Things to do ::
a) Tally the lines in the records that contain the string "bounding", and give only that number.
b) Resume the essay on the Republican Party's anti-reason stance, picking up right after its final sentence.

Text shown ::

Understanding The Anti-Reason Hysteria Of The Republican Party Picture

Recently, Paul Krugman began a New York Times column on the anti-science and anti-intellectual stance of today’s GOP by quoting Republican Presidential candidate Jon Huntsman, wherein he stated that the Republican Party is quickly becoming the “anti-science party.” Most people haven’t heard of Huntsman, Republican pariah-in-residence. And even if they do, they probably won’t listen to him. Why? Because he’s reasonable, and there is simply no room for that trait in the Tea Party movement’s hellish and destructive crusade within the GOP.

As the Tea Party has gained momentum, reason has evaporated into the ether and has been replaced with polarizing rhetoric often with a religious flair. We’ve seen this with Sarah Palin’s spurious “death panel” remarks during the debate over Obamacare, Rick Perry’s prayer-based solution to a Texas drought, and Michele Bachmann’s more recent claims that, no matter how much she tries to palliate them with shrill and off-putting laughter, God has had a substantial role in the recent earthquakes as well as Hurricane Irene. Digging a bit deeper, former President George W. Bush, the Connecticut-coddled kid with a specious Texan drawl, kindled the polarization flame again with his famous 2001 appeal to the US Congress where he stated, “either you are with us, or you are with the terrorists.” And then with the nightmare that was the debt ceiling “talks,” we’ve witnessed a party willing to drive its country into the dirt over something more powerful than reason: their beliefs.

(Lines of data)
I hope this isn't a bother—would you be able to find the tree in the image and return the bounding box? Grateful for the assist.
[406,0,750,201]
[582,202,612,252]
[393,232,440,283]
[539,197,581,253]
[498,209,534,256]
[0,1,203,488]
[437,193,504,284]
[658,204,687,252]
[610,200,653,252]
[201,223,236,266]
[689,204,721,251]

Responses for each task ::
a) 1

b)
In this unfortunate political arena, reason — the pesky little tool that separates us from flea-picking baboons — has no place. What we see unfurling now in the Republican Party and in the remarks of its primary presidential frontrunners is not the result of reason, but rather Christian fundamentalists who pit their God against science and research in a fight they are determined to win. And that, like Krugman said, is terrifying. But it is also something that, for better or worse, is not new in the American story; it is part of our tradition.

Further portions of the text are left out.